- [Dataset extract]
........
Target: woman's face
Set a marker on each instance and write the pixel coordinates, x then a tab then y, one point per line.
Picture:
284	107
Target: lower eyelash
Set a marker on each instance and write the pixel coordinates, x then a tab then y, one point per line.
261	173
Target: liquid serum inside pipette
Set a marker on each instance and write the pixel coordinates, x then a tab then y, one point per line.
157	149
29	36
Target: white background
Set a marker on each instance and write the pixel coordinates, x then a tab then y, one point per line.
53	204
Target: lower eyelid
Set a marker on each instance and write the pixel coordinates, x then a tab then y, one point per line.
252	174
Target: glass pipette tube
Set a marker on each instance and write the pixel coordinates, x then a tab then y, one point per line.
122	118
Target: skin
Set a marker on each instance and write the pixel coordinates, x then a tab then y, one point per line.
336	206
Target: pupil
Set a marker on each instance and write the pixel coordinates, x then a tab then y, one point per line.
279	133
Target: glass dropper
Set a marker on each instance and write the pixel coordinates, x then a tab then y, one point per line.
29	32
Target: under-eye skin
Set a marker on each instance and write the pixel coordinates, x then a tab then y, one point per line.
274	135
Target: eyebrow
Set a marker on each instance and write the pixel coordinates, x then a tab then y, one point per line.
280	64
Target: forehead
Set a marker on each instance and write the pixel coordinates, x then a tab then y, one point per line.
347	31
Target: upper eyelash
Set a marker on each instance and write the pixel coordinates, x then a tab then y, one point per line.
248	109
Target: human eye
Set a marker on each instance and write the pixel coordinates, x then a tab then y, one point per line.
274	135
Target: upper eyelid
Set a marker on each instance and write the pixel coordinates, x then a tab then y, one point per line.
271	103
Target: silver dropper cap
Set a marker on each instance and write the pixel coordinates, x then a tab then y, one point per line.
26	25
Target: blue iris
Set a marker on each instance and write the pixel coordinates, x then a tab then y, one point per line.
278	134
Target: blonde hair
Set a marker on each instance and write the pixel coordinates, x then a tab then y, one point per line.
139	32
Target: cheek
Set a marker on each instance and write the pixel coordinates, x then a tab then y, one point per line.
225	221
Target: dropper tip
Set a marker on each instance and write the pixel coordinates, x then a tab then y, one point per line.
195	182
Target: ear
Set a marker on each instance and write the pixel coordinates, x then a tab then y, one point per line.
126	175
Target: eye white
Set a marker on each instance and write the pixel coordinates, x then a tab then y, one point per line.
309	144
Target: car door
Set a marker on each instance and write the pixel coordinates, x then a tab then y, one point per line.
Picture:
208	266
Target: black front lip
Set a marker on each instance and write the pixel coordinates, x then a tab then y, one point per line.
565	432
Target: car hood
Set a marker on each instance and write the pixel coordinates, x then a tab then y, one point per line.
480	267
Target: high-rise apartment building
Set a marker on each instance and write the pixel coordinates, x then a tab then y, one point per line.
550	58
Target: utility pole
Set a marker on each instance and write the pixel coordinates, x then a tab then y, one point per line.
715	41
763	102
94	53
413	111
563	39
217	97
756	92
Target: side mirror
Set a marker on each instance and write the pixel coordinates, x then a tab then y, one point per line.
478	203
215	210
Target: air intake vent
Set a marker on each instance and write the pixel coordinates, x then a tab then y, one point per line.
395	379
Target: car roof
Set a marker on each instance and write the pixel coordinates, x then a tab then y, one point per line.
........
- [Problem]
The response has to contain every record shown above, unaltered and complete.

- [Task response]
Target: woman's face
Set a marker on each instance and write the pixel coordinates, x then a tab then y, one point per line.
Picture:
284	107
Target: lower eyelash
Set a marker on each instance and write the pixel coordinates, x then a tab then y, one point per line.
261	173
Target: liquid serum inside pipette
Set a marker on each instance and write the pixel coordinates, x then a tab then y, one point per line.
157	149
29	36
Target: white background
Set a marker on each instance and write the pixel coordinates, x then a tab then y, one point per line.
53	204
Target: lower eyelid
Set a marker on each instance and write the pixel coordinates, x then a tab then y, one point per line.
252	174
Target: glass pipette tube
Set a marker on each instance and write the pixel coordinates, x then a tab then y, one point per line.
122	118
Target: skin
Set a marker on each instance and write the pixel coordinates, x then a tab then y, one point per line.
336	206
Target: pupil
Set a marker on each instance and write the pixel coordinates, x then a tab then y, one point per line.
279	133
Target: glass dropper
Set a marker on each instance and write the pixel coordinates, x then a tab then y, one point per line.
29	32
Target: under-eye skin
Set a marker on each instance and write the pixel coordinates, x then a tab then y, one point per line.
274	135
Target: eyebrow
Set a marker on each instance and write the pixel coordinates, x then a tab then y, one point per line.
280	64
Target: forehead
Set a marker on each instance and write the pixel coordinates, x then a tab then y, one point per line.
347	31
Target: upper eyelash
Set a marker on each instance and write the pixel coordinates, x then a tab then y, one point per line.
248	109
Target: human eye
Set a marker on each instance and write the pixel coordinates, x then a tab then y, one point per line.
274	135
Target: upper eyelid
Set a marker on each instance and write the pixel coordinates, x then a tab then y, one point per line.
271	103
Target: silver dropper cap
Set a marker on each instance and write the pixel coordinates, x then a tab then y, one point per line.
26	25
Target: blue iris
Set a marker on each instance and write the pixel coordinates, x then a tab then y, one point per line.
278	134
Target: blonde hair
Set a marker on each instance and write the pixel coordinates, x then a tab then y, one point per line.
139	32
Target: cheek
Set a marker on each instance and write the pixel coordinates, x then a tab then y, one point per line.
225	221
Target: dropper tip
Set a marker on each instance and write the pixel coordinates, x then a tab then y, one point per line.
195	182
Target: ear
Set a marker on each instance and write the pixel coordinates, x then a tab then y, one point per line.
126	175
Target: eye white
Set a marker on each instance and write the pixel coordinates, x then a tab then y, one point per line.
309	144
Target: car door
Set a marker on each instance and write the pixel coordinates, x then a tab then y, one point per line.
Picture:
208	266
Target: black front lip
Set a marker on each instance and write the pixel coordinates, x then a tab then y, one point per line.
565	432
Target: car hood
Set a marker on each instance and write the pixel coordinates, x then a tab then y, one point per line.
480	267
Target: high-rise apartment building
Set a marker on each instance and write the pixel coordinates, x then a tab then y, one point per line.
550	58
Target: utility pole
Set a marker on each instance and write the pixel coordinates, x then a tab then y, one point per line.
715	41
763	102
94	53
413	111
563	39
217	97
756	92
Target: side mirror
Set a marker on each instance and write the pixel coordinates, x then a tab then y, one point per line.
478	203
215	210
Target: air intake vent
Set a marker on each instance and write the pixel coordinates, x then a tab then y, one point per line.
395	379
Target: car roof
Set a marker on each instance and write the pixel coordinates, x then a tab then y, one point per line.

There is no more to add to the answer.